Objective — Reproduce verbatim the lines of the listing below, starting with the line that contains "FIND: white hard hat" and going on through the line that contains "column 145, row 91", both included.

::::

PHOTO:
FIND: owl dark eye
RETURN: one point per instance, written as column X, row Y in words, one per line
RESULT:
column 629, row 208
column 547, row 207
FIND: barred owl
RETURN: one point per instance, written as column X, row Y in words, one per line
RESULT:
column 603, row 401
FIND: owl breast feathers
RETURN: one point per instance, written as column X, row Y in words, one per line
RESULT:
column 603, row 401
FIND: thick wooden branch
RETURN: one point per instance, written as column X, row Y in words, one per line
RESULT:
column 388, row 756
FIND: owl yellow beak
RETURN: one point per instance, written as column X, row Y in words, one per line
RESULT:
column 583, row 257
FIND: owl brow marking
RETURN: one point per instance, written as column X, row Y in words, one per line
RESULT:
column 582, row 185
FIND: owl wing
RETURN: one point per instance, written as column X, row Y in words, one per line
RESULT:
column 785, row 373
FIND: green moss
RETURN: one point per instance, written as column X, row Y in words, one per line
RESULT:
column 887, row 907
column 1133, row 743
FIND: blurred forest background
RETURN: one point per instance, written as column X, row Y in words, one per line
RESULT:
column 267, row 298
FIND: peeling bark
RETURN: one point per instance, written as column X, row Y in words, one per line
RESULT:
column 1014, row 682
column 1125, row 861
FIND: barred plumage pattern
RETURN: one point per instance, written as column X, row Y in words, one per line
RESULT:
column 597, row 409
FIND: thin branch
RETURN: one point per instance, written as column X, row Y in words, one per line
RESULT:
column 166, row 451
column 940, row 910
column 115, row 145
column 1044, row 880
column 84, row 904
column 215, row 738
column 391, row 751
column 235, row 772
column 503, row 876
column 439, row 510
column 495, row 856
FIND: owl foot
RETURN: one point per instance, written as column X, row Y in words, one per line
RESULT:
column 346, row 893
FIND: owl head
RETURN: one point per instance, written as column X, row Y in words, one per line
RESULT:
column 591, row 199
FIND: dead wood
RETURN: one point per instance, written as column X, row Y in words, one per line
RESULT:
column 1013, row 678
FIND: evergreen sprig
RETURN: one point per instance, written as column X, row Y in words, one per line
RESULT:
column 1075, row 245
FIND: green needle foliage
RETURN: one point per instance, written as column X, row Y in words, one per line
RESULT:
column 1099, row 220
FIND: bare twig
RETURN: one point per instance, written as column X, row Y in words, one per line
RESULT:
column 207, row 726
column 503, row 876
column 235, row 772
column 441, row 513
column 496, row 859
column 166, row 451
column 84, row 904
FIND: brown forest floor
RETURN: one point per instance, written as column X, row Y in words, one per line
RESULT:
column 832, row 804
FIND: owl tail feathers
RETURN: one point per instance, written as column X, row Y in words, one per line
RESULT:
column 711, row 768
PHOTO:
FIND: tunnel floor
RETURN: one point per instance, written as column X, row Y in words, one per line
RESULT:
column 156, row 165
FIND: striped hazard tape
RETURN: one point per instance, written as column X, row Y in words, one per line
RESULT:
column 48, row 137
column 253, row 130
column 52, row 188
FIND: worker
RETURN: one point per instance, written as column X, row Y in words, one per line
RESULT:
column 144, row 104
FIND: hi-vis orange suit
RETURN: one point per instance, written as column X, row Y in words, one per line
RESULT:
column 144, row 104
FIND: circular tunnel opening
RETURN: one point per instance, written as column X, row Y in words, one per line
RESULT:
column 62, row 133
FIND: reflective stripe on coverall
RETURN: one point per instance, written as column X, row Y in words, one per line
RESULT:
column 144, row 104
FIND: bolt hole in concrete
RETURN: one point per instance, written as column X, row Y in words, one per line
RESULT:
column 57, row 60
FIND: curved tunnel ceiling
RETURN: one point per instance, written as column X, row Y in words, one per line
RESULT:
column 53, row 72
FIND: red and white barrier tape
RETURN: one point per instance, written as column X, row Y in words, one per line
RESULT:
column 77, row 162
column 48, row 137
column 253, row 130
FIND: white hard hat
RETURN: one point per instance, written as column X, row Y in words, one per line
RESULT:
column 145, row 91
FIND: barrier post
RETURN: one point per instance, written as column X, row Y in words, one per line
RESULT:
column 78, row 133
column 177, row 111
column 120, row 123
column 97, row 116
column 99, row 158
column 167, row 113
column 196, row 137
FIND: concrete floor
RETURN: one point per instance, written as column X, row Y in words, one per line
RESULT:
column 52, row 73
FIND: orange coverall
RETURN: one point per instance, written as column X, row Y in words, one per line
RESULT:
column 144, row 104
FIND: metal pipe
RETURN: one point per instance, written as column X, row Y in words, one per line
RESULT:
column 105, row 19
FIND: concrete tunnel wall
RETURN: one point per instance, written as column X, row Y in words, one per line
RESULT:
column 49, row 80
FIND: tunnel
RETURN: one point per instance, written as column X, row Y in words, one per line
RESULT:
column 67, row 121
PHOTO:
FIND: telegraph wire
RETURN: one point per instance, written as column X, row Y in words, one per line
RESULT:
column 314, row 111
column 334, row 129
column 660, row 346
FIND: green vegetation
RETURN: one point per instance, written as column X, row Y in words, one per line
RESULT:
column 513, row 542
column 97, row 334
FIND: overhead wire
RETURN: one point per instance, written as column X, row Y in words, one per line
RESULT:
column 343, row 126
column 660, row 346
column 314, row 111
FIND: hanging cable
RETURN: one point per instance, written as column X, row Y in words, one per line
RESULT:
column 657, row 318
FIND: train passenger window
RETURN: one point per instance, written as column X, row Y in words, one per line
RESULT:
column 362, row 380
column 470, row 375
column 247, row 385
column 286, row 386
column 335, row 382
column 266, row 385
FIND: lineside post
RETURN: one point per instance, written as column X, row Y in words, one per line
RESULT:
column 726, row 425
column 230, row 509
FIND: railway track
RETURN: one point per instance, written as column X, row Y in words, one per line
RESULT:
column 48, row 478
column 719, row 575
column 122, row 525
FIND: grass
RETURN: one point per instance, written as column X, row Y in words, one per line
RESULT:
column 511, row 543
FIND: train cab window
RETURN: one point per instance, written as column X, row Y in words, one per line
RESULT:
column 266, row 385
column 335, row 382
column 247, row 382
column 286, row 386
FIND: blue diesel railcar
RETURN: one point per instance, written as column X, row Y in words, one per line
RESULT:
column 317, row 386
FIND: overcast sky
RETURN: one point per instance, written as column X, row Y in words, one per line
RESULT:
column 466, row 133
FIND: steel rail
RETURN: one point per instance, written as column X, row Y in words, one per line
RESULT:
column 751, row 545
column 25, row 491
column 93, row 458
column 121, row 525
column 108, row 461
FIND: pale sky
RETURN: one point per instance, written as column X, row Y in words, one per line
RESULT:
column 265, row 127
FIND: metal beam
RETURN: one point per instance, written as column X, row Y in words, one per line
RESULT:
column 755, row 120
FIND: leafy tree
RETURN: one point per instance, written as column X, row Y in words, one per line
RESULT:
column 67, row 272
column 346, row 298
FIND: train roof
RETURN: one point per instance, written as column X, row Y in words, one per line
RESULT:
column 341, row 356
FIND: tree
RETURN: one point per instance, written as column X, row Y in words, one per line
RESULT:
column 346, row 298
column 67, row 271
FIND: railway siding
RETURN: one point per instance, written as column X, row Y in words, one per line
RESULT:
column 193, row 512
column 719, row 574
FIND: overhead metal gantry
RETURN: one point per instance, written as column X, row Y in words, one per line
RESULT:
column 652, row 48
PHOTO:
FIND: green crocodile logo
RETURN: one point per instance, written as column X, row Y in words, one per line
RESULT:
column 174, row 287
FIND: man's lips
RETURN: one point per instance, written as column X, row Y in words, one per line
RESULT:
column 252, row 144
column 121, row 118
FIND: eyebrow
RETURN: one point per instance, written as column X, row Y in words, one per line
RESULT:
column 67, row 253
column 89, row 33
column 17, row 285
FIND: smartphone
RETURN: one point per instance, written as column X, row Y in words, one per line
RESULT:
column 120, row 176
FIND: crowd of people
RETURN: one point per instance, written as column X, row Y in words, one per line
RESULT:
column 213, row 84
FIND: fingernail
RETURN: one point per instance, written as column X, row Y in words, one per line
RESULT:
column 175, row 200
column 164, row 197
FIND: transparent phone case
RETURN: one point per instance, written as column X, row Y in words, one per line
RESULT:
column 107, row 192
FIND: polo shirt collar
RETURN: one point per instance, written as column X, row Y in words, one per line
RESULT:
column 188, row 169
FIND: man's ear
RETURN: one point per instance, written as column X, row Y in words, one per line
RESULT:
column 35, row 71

::::

Result of this exercise —
FIND: white hard hat
RETURN: one point per instance, written as column X, row Y in words, one per line
RESULT:
column 145, row 91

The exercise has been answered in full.